Thursday, September 6, 2018

Taxpayers subsidize Amazon. (Amazon?!) We shouldn't have to. -- Sept. 6, 2018 column


By MARSHA MERCER
President Donald J. Trump rails against Jeff Bezos, owner of The Washington Post, because Trump hates the Post’s tough coverage of his administration. For Trump, it’s always all about him.
Former presidential candidate Sen. Bernie Sanders attacks Bezos because he’s the richest man on earth and chief executive of Amazon. Thousands of Amazon workers reportedly make so little they have to rely on public assistance. For Sanders, it’s about taxpayers subsidizing the rich.
Must be an election year.
“The American people are tired of subsidizing multi-billionaires who own some of the largest and most profitable corporations in America,” Sanders, a Vermont independent, said Wednesday when he proposed the Stop BEZOS Act -- Stop Bad Employers by Zeroing Out Subsidies Act.
Nothing subtle in that stiletto-knife acronym.   
The measure would require companies with more than 500 workers to reimburse, in effect, the government for federal benefits their low-wage workers receive. If an Amazon worker received $2,000 in Supplemental Nutrition Assistance Program benefits, formerly food stamps, Amazon would be taxed $2,000 to cover the cost.
Amazon.com Inc. reached $1 trillion in market value Tuesday, and Bezos’ personal net worth is somewhere in the stratosphere of $167 billion. Naturally people resent him and Amazon’s ever-expanding reach into our lives -- even as we enjoy one-click ordering and same-day delivery.

- Problem A: Transcribe the passage of the Amazon column that opens with the words containing "By MARSHA MERCER" and closes with "Out Subsidies Act.".
- Problem B: According to the Amazon column, what market value did Amazon.com Inc. reach on Tuesday?
- Problem C: Write the next part of the column on taxpayers subsidizing Amazon, picking up after its final sentence.

- Data provided:

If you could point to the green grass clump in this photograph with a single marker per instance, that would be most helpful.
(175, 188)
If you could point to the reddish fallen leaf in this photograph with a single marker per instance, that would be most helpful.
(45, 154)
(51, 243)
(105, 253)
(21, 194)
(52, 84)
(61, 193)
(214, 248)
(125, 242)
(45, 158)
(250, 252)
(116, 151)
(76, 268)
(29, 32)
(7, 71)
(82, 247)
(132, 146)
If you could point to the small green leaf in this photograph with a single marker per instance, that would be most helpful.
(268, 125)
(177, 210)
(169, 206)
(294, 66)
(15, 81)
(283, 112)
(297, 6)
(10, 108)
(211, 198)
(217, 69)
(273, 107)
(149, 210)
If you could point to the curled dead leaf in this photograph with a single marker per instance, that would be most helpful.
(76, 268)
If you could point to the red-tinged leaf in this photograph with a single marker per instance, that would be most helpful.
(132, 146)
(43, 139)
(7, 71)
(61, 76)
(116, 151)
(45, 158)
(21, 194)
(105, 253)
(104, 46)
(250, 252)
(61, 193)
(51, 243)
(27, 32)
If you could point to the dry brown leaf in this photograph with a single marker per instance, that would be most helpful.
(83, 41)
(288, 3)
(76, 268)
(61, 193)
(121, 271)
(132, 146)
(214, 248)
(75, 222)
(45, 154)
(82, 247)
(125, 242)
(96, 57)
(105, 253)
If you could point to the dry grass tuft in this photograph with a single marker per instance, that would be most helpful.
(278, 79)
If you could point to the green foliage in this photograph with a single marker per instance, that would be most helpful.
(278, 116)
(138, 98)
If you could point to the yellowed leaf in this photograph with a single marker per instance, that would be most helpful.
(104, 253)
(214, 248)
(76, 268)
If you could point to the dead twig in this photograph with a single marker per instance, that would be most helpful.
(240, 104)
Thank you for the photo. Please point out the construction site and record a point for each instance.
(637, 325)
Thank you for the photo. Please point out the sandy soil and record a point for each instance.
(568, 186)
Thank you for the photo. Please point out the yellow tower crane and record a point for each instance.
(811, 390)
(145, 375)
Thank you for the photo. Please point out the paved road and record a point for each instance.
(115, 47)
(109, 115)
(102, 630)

- Result A:
By MARSHA MERCER
President Donald J. Trump rails against Jeff Bezos, owner of The Washington Post, because Trump hates the Post’s tough coverage of his administration. For Trump, it’s always all about him.
Former presidential candidate Sen. Bernie Sanders attacks Bezos because he’s the richest man on earth and chief executive of Amazon. Thousands of Amazon workers reportedly make so little they have to rely on public assistance. For Sanders, it’s about taxpayers subsidizing the rich.
Must be an election year.
“The American people are tired of subsidizing multi-billionaires who own some of the largest and most profitable corporations in America,” Sanders, a Vermont independent, said Wednesday when he proposed the Stop BEZOS Act -- Stop Bad Employers by Zeroing Out Subsidies Act.

- Result B: $1 trillion

- Result C:
Amazon is not the only employer that relies on the kindness of taxpayers. Workers at Walmart, Burger King, McDonalds and American Airlines, among others, get federal assistance.     
“Thousands of American workers have to rely on food stamps, Medicaid and public housing to survive. That is what a rigged economy looks like,” Sanders tweeted.
Rep. Ro Khanna, Democrat of California, has introduced a similar bill in the House.
But don’t get your hopes -- or your dander -- up. These bills are dead. Nothing will come of them.
Like Trump’s claim Bezos should pay higher delivery fees to the U.S. Postal Service, Sanders is making a political point. Sanders’ bill is still significant because it is ludicrous that taxpayers have to plump the bottom line of companies like Amazon.
A living wage is still a dream for many in this country. Congress refuses to raise the federal minimum wage from $7.25 an hour, though many states have. About 39.6 million Americans still need SNAP benefits, despite Republican efforts to pare the rolls.
Taxing the companies is pleasantly punitive but it wouldn’t put a dime in workers’ pockets and could provide a disincentive to hire poor people.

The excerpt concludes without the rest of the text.